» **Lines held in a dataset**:
>>>

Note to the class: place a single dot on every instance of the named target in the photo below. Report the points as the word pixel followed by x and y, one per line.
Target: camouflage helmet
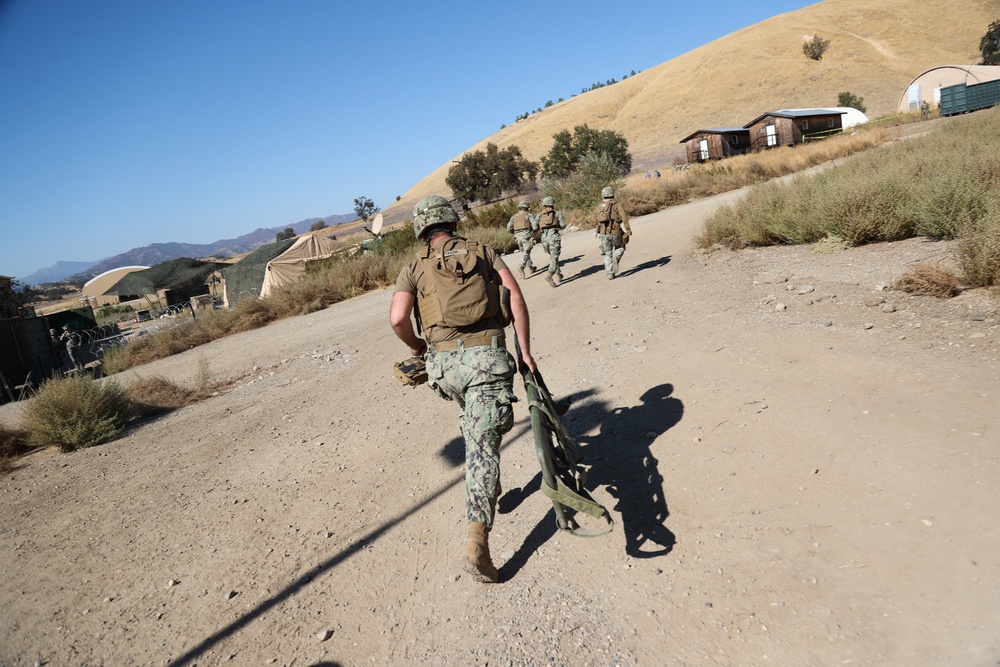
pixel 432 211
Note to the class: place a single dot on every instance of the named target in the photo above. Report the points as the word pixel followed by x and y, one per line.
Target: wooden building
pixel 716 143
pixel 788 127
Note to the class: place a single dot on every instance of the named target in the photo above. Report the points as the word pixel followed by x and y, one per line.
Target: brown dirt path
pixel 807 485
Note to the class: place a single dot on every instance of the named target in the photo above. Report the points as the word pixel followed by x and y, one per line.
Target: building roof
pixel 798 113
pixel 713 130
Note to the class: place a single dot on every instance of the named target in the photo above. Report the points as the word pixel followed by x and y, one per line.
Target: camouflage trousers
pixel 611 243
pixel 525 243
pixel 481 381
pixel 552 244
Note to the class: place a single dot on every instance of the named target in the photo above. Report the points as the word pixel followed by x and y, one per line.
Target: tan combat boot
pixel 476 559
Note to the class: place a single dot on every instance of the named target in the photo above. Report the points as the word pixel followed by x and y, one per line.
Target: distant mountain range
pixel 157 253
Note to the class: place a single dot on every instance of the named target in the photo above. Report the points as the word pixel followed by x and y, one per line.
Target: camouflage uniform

<<<

» **Problem statement**: Rewrite all the lines above with "dot" changed to "mark" everywhere and nothing else changed. Leave out the pictures.

» **Written answer**:
Note to the class: place a single mark on every instance of the named target in the photo below. Report the points as the word pixel followed by x and y, one per line.
Target: camouflage helmet
pixel 432 211
Note to the class: place a single mark on every instance of the named target in the photo above. Report the points as the word pixel followed by x and y, one per line.
Target: wooden building
pixel 716 143
pixel 788 127
Note to the class: place a single mark on every instance of the named target in the photo above. Report the points as the word pixel followed by x and y, one per line.
Target: brown dirt path
pixel 807 485
Note to the class: place a single mark on every instance of the named target in the photo above. Report the points as the word pixel followed by x and y, one per line.
Target: building roof
pixel 798 113
pixel 713 130
Note to the class: place a single mark on every instance of the named target in the photo above. Report the points as the word pixel followed by x and y, one per line.
Target: camouflage trousers
pixel 611 243
pixel 525 243
pixel 481 381
pixel 552 244
Note to the class: place a single mark on every instance of the named target in the photo above. Report the points as the word pixel followed by x and y, one per line.
Target: tan combat boot
pixel 476 559
Note to the class: place a single mark on every instance of the named target in the photo above. Report the points as the word pixel followed by x and y, one per line.
Target: distant mountain range
pixel 157 253
Note to the class: place a single mark on every instance of the named target in the photo above. Report the points as the word pixel followed by x and y, one per line.
Target: camouflage uniform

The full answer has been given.